• To do
For each statement, say yes or no to whether it agrees with the New Orleans excerpt below, and quote the words of the excerpt that decide it. (a) The Coast Guard boats were carrying passengers as the group returned to shore. (b) The Guardsman had orders to reroute everyone whose driver's license home address included a certain ZIP code. (c) Willie still lives at the address with that ZIP code.

• Source extract
⟨

John and Willie manage to persuade four people to leave Gentilly, promising to personally drive them to meet relatives in other parts of the state. "If you're going to go out and rescue people here, you have to have someone local to talk to them," John says, "It's just common sense." As we return to shore, sailors on the Coast Guard boats, all empty of passengers, glare angrily at us.
A lot of John and Willie's success has to do with attitude. Everywhere you go in New Orleans, the military imports strike the same pose. There is an unmistakable air of You Fucked Up Badly Enough to Require Our Presence, So Now You're Going to Shut the Fuck Up and Let Us Do Our Job. At one point, Willie and I try to drive out of the city; we are stopped by a young National Guardsman. The Guardsman has been told to reroute everyone whose home address on their driver's license includes a certain ZIP code. As it happens, Willie's license features that ZIP code, although he no longer lives there.
"You have to take the Jefferson Highway to 1--10 West, sir," the kid says.
"But I'm trying to leave – " Willie begins.
"Turn around, sir!" the kid barks.
Willie starts turning around, but traffic is backed up behind us. A few minutes later, Angry Guardsman returns. "Sir! You're leaving and not coming back?"
"Yes," Willie says.
"Then get the fuck out," the kid says, waving his arm frantically.
"Take your crew and get the fuck out of here!" he repeats.
We drive off.

⟩

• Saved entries
⟨

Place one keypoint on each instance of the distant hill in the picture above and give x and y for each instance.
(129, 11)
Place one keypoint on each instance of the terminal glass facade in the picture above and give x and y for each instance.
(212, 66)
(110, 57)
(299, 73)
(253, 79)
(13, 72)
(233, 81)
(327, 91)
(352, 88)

⟩

• Output for this exercise
(a) No: "sailors on the Coast Guard boats, all empty of passengers, glare angrily at us."
(b) Yes: "The Guardsman has been told to reroute everyone whose home address on their driver's license includes a certain ZIP code."
(c) No: "although he no longer lives there."